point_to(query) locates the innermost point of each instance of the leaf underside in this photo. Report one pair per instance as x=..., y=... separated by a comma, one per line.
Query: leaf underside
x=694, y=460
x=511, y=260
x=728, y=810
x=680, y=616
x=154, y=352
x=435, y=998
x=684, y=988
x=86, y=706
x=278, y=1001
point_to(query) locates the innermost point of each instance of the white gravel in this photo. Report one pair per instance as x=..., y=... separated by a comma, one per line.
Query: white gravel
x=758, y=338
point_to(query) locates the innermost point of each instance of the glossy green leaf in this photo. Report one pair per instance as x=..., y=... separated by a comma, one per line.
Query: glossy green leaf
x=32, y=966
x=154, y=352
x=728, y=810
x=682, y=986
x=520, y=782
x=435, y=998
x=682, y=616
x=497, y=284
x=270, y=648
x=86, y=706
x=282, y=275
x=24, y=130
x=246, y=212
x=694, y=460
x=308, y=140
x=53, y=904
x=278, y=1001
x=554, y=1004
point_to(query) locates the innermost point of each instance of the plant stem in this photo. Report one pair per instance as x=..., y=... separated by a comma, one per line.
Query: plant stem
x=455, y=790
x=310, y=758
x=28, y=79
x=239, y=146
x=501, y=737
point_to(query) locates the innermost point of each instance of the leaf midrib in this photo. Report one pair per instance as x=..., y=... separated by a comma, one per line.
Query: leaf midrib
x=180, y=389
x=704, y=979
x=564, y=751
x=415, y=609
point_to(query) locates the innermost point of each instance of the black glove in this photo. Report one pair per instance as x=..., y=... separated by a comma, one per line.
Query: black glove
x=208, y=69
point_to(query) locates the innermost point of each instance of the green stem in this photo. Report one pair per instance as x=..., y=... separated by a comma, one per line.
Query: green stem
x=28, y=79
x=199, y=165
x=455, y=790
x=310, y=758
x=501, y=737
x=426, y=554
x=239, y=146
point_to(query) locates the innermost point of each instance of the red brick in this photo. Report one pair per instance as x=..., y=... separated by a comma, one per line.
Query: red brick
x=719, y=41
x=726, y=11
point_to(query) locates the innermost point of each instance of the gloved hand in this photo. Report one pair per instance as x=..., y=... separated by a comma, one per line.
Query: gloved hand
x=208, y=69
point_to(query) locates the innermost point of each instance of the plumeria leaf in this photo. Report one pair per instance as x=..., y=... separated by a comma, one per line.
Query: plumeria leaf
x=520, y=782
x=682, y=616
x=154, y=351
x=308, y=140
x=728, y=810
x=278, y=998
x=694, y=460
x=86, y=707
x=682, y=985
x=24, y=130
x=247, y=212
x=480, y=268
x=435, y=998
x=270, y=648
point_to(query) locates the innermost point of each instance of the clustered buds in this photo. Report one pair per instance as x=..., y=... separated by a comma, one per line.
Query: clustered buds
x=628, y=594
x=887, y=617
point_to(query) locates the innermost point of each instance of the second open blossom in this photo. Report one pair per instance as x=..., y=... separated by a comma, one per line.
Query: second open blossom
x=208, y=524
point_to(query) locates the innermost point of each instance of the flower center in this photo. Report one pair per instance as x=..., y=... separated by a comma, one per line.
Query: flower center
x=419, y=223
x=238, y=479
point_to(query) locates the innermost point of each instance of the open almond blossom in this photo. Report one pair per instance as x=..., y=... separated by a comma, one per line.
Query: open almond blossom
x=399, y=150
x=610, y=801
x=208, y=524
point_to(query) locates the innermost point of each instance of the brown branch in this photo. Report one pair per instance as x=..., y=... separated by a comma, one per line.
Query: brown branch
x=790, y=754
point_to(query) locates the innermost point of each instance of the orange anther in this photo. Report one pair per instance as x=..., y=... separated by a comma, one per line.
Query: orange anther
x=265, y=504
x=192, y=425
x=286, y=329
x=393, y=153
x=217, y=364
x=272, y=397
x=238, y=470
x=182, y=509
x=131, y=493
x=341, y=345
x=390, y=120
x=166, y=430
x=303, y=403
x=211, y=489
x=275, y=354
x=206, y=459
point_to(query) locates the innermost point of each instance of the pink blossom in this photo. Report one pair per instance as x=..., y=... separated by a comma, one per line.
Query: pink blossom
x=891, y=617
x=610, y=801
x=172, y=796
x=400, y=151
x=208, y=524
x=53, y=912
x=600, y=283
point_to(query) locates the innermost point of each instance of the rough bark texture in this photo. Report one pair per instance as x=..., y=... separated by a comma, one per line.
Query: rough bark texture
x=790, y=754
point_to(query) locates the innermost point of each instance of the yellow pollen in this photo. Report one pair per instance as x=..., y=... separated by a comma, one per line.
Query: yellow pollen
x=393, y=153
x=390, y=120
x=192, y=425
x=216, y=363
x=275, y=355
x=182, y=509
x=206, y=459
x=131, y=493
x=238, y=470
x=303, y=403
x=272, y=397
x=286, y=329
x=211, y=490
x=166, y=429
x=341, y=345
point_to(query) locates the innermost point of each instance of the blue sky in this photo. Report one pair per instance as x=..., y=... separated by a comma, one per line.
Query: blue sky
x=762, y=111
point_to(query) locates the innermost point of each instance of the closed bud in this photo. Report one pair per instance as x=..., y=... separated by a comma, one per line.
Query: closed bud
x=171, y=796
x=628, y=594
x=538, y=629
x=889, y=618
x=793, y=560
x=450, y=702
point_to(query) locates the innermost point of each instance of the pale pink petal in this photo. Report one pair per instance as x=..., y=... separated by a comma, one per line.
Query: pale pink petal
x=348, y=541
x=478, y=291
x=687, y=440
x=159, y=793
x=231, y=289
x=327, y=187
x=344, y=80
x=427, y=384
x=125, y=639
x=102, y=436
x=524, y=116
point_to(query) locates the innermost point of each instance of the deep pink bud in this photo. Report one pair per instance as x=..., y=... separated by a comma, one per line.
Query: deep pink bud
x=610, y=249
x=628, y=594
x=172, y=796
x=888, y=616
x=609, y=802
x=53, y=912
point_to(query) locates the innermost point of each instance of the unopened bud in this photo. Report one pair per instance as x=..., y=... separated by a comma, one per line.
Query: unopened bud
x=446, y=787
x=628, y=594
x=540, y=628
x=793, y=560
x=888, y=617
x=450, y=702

....................

- What is needed -
Please rewrite every line from the one containing "of the brown" through the one containing "x=762, y=111" above, offsetting each coordinate in the answers by adding 69 and copying all other lines unchanged.

- Exercise output -
point_to(query) locates the innermost point of each instance of the brown branch in this photo. Report one pair per instance as x=..., y=... separated by a comma, one per line.
Query: brown branch
x=859, y=823
point_to(query) locates the innermost point of each instance of the orange anther in this photo. Report one pair per instance as x=..., y=... separated by a comma, one per line.
Query: orange anther
x=334, y=573
x=261, y=494
x=355, y=398
x=462, y=222
x=286, y=433
x=341, y=466
x=307, y=539
x=251, y=578
x=200, y=562
x=410, y=414
x=459, y=189
x=235, y=499
x=372, y=472
x=280, y=558
x=344, y=423
x=275, y=528
point_to(query) locates the innermost point of each instance of the pink blossom in this photo. Report one pair per instance as x=..., y=... separated by a comma, one per line.
Query: pink blossom
x=960, y=686
x=679, y=870
x=241, y=865
x=469, y=220
x=277, y=593
x=122, y=981
x=669, y=352
point_to(query) locates the innermost point of each instance of the rough bark texture in this photo. Report one pair per instance as x=..., y=... separated by a comma, one per line.
Query: rough bark texture
x=859, y=823
point_to(query) locates the innermost point of each instance of the yellow pollen in this photo. Report one pair per instance as x=..., y=... separated by a comma, one per line.
Query: yellow pollen
x=462, y=222
x=459, y=189
x=261, y=494
x=285, y=432
x=344, y=424
x=251, y=578
x=275, y=528
x=200, y=562
x=307, y=539
x=372, y=472
x=341, y=466
x=355, y=398
x=280, y=559
x=235, y=498
x=410, y=414
point_to(query) locates the innermost point of each instance of the blue sky in this photo. Report one pair per instance as x=..., y=... separated by a comma, one per line.
Query: blue sky
x=831, y=180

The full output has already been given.